• Dataset listing
%%
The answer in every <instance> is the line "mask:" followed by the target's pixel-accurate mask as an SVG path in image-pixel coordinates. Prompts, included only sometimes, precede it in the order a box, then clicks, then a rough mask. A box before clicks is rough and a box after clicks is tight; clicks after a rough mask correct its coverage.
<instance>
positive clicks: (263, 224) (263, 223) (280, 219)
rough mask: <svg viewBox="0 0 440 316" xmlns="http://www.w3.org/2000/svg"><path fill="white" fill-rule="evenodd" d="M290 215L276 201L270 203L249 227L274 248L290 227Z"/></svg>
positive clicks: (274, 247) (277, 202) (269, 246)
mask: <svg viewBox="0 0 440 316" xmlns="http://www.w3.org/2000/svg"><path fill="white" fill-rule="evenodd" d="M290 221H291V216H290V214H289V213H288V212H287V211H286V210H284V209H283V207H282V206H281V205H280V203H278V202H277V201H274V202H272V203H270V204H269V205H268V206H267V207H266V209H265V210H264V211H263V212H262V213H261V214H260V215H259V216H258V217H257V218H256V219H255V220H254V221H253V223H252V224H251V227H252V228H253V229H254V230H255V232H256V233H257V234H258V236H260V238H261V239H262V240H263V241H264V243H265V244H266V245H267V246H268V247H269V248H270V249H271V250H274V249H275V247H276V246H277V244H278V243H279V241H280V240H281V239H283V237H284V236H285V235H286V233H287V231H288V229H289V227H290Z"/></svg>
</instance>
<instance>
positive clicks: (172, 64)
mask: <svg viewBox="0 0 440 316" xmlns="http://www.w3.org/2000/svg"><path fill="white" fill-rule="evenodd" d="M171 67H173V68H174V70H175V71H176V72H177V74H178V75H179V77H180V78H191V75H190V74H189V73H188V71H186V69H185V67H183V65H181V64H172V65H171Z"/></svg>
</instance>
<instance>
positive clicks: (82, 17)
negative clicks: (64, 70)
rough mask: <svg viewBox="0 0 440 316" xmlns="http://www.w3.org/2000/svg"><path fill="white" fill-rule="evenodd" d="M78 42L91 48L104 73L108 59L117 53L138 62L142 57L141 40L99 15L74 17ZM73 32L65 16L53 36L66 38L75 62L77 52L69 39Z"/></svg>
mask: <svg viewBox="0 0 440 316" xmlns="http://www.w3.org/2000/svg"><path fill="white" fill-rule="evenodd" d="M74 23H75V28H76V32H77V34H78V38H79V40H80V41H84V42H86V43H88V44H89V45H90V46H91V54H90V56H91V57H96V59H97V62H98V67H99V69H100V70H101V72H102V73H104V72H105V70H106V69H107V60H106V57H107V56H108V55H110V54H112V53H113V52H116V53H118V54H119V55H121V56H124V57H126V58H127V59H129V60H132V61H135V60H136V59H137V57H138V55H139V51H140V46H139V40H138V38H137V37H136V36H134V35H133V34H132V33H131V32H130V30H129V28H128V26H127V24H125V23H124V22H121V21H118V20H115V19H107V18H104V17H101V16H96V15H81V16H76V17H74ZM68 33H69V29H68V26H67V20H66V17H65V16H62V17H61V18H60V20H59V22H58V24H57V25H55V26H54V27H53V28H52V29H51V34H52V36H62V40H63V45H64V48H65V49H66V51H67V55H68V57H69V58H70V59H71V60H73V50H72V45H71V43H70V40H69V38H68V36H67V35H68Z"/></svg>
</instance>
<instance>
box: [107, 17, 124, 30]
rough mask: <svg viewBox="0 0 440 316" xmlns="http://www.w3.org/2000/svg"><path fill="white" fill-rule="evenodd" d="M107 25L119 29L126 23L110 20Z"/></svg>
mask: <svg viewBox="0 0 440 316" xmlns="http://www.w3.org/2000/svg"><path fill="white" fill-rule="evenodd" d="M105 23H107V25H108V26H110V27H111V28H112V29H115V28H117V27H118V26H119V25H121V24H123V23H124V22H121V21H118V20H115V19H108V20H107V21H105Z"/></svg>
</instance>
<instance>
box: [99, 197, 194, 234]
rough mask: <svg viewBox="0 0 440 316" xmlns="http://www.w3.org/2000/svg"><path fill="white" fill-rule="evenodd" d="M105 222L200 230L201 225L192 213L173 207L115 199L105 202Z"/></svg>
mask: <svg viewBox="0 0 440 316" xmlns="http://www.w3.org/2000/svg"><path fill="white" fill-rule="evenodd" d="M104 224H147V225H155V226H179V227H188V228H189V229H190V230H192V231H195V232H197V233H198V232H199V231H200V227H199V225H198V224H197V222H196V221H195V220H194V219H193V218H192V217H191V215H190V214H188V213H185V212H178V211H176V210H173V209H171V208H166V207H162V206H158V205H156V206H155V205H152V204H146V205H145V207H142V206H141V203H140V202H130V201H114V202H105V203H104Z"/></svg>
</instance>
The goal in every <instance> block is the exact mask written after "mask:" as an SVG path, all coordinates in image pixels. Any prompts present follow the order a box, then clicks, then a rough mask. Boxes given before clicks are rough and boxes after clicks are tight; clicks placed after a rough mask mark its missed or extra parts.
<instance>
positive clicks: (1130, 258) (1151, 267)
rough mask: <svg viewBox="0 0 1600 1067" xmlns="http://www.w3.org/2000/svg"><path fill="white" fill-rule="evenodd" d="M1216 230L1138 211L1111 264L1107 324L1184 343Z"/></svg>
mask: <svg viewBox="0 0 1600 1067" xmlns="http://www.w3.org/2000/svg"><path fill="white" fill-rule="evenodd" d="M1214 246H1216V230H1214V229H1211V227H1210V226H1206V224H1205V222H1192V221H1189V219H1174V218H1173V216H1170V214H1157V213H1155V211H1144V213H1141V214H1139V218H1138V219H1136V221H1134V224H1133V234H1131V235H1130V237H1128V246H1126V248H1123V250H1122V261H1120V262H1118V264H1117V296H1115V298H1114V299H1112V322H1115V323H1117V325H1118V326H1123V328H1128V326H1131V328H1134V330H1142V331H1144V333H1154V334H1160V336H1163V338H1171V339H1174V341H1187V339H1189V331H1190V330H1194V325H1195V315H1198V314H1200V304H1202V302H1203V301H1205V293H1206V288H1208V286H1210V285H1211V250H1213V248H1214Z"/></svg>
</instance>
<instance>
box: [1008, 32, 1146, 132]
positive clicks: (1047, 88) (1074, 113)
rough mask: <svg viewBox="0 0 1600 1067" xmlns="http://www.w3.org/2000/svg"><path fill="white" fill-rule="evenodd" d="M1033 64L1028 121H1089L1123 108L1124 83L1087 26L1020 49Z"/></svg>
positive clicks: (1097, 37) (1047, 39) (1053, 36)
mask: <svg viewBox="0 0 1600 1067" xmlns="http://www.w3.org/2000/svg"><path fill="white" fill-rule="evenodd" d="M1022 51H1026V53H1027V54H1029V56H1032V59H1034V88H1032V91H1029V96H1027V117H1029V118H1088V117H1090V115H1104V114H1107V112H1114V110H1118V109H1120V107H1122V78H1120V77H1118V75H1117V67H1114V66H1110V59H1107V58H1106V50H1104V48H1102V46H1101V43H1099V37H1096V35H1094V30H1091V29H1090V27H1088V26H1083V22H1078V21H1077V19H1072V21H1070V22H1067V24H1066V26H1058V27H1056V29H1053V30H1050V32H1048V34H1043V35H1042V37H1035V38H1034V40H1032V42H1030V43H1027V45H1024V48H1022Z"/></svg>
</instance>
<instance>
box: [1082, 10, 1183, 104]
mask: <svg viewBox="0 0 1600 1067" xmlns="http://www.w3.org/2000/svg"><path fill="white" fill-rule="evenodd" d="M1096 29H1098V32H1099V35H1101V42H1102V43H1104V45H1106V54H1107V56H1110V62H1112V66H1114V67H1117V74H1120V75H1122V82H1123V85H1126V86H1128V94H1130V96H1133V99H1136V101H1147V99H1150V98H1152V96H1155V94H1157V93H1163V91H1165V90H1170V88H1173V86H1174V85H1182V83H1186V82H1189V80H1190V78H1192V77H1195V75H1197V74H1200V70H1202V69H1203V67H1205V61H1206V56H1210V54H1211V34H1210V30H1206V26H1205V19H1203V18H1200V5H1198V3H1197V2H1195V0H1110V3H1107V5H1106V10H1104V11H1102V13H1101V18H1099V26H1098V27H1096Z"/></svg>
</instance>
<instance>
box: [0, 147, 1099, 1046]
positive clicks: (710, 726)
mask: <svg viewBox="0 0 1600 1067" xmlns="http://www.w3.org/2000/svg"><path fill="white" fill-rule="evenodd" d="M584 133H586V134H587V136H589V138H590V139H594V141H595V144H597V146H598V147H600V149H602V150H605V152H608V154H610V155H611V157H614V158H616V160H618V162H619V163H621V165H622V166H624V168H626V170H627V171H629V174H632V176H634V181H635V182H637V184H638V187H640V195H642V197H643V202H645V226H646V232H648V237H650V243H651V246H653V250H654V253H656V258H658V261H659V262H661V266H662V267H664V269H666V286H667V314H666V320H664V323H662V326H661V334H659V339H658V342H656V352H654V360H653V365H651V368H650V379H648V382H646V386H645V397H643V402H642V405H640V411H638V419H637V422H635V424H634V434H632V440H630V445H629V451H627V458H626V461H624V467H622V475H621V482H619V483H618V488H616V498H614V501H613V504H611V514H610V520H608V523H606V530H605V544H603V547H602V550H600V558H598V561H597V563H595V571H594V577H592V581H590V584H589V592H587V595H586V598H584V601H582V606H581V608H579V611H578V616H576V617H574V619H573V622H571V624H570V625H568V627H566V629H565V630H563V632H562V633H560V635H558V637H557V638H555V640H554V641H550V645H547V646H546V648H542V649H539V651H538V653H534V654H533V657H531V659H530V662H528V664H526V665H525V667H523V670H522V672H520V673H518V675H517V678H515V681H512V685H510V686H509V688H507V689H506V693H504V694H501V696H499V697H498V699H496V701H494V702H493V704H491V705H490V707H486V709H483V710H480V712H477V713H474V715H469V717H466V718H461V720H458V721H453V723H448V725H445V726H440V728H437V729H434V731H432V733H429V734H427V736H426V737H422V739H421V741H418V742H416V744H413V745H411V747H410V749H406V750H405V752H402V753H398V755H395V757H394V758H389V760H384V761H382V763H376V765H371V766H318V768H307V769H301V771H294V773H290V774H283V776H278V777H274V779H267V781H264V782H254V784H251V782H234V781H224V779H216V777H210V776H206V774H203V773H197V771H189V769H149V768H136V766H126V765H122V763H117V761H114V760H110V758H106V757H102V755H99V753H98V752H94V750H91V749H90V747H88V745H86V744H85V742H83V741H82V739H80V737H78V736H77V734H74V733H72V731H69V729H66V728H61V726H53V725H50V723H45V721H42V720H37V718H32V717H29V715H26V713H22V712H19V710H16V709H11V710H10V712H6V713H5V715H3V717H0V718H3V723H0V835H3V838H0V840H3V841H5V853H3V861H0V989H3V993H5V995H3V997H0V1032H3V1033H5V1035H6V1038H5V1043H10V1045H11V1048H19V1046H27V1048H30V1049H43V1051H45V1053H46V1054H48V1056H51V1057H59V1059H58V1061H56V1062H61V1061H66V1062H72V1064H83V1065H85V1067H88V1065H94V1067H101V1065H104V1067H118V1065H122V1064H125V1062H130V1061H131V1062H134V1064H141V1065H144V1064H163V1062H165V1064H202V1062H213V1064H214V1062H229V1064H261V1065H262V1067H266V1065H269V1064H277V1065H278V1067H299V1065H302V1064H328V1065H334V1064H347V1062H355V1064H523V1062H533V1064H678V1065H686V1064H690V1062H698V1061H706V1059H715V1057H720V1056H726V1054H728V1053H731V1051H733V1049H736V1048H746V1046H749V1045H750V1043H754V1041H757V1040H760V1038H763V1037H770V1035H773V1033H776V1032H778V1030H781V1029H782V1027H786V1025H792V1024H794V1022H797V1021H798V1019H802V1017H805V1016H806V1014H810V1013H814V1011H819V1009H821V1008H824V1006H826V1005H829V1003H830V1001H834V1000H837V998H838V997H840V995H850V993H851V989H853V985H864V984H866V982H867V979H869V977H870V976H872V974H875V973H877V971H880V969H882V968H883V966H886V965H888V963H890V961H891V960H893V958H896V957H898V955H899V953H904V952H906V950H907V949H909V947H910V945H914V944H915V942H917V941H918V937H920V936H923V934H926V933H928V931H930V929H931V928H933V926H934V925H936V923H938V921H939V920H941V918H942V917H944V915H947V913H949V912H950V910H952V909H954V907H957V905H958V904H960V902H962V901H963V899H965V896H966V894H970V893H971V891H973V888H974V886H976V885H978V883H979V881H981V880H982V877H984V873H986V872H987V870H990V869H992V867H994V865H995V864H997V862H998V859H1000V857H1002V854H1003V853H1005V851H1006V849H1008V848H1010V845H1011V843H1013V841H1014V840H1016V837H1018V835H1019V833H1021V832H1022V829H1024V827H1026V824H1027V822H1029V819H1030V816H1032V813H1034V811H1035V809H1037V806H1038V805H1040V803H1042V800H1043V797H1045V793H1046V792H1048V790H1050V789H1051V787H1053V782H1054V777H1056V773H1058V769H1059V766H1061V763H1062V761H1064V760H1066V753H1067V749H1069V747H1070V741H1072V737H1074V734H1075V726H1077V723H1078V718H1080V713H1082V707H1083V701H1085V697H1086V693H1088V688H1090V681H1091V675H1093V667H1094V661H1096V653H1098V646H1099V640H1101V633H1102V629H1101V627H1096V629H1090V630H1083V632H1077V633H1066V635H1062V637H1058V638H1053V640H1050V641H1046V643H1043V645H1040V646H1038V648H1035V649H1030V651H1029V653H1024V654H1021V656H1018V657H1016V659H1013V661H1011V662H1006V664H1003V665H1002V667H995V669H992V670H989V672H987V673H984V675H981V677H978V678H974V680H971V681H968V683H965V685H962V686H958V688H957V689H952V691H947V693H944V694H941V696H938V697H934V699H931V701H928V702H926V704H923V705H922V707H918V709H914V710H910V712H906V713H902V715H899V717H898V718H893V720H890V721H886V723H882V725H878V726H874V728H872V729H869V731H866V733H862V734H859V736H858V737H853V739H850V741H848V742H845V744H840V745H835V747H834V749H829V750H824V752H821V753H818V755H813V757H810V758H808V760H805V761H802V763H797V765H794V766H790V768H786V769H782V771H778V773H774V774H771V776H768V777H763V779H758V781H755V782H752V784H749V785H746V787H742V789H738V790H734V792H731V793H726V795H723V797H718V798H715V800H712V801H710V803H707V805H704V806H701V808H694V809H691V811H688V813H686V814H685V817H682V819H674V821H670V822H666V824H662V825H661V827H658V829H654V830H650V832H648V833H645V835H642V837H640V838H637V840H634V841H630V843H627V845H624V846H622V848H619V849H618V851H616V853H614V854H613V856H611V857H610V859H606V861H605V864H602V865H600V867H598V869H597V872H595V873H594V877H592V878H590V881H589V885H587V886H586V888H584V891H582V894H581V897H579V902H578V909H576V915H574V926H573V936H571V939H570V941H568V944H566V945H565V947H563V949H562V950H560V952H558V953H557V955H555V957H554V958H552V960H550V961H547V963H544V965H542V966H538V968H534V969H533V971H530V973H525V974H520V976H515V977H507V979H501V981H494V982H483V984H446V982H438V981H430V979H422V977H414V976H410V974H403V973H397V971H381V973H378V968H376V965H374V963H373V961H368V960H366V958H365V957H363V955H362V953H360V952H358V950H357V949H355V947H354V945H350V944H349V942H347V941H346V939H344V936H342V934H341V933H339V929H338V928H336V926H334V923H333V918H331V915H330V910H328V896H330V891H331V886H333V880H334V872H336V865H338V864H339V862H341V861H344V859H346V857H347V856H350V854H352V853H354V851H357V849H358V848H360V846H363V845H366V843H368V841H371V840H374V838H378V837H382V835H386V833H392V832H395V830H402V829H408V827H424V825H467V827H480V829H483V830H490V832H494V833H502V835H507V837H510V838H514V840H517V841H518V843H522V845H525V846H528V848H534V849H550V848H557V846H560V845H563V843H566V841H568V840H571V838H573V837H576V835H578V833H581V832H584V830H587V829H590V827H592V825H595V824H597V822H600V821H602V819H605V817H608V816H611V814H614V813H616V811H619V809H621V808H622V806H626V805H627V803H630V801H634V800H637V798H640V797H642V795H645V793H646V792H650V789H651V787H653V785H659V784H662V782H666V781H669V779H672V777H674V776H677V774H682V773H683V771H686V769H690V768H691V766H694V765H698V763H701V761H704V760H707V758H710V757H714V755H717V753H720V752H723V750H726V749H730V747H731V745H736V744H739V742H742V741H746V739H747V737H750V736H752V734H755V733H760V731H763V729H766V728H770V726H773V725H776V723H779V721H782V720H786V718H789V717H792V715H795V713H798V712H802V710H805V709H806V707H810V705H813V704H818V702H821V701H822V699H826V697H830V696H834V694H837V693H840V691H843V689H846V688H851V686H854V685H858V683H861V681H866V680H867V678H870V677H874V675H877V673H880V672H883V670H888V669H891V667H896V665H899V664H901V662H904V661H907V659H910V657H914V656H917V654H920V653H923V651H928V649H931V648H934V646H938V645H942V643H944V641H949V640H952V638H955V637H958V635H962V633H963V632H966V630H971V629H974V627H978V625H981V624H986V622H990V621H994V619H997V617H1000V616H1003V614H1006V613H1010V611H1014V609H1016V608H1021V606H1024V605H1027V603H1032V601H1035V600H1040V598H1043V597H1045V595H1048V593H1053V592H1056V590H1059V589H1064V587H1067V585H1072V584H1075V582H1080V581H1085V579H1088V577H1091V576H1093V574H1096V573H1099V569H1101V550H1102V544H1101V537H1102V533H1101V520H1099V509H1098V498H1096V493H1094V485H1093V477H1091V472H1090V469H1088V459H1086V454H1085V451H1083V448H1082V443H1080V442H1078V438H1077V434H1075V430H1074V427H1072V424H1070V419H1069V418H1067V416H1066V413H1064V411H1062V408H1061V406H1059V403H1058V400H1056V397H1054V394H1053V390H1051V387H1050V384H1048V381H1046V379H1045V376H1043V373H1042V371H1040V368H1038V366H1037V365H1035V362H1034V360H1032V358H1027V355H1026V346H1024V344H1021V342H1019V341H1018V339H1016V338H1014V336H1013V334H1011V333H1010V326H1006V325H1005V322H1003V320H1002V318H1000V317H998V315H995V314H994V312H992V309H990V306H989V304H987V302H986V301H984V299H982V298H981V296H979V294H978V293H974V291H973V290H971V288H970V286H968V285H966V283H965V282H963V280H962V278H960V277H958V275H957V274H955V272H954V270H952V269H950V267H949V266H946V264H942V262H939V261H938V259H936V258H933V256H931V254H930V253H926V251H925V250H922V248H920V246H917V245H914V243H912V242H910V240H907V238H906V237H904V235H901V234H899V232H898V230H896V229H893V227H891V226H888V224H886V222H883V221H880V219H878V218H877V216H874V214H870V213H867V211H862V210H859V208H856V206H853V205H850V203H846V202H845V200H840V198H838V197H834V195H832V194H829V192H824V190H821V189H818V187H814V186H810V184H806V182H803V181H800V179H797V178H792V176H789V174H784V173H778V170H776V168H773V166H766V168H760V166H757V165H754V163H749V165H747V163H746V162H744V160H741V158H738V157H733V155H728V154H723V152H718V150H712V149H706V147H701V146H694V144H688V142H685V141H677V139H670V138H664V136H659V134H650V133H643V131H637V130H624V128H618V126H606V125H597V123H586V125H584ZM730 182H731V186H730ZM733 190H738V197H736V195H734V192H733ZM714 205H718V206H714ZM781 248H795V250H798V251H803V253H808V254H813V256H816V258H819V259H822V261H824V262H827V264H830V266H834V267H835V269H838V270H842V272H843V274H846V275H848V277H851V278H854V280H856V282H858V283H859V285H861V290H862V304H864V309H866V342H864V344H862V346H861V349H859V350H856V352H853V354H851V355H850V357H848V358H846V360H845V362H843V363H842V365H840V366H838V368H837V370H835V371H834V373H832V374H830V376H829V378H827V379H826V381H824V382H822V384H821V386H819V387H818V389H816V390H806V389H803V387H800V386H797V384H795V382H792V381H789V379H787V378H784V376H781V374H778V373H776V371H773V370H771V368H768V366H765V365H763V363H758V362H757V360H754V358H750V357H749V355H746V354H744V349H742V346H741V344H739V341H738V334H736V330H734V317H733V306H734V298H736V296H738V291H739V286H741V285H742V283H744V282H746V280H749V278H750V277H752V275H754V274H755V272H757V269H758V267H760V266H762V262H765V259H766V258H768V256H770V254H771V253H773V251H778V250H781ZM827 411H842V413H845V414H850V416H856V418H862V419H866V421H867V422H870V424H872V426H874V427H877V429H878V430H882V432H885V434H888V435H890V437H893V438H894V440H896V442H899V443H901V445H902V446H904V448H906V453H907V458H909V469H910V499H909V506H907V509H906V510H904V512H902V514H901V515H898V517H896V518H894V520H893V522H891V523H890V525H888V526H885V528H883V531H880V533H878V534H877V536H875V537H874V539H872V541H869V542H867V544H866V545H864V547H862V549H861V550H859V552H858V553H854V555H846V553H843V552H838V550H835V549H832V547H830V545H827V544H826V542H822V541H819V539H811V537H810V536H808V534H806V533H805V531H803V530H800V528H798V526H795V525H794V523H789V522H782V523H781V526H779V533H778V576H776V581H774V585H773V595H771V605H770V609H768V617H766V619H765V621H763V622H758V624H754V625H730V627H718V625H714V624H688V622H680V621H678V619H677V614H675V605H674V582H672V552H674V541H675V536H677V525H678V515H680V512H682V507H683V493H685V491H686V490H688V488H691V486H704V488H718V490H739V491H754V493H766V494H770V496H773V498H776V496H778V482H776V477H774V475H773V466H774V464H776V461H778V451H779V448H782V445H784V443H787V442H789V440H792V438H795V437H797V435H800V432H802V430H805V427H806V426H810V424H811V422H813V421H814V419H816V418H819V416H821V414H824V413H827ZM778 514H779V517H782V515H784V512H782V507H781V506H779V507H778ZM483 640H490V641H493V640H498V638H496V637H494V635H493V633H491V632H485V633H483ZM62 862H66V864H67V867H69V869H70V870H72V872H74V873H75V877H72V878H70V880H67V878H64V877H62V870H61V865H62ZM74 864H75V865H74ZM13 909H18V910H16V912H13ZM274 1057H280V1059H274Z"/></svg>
%%
Copy out each line of the listing above that contains the string "every". Letter case must match.

The answer in every <instance> is the line "mask:" followed by the target's pixel-accurate mask as an SVG path in image-pixel coordinates. Prompts, included only sometimes, precede it in the order a box, then clicks, then a rough mask. A box before clicks is rough and a box after clicks is tight; clicks after a rough mask correct its coverage.
The goal in every <instance> block is the exact mask written after "mask:" as an SVG path, all coordinates in image pixels. Any prompts present follow the order a box, then clicks, then a rough mask. Boxes given before clicks are rough and boxes after clicks are tight; clicks placed after a rough mask mark its missed or extra parts.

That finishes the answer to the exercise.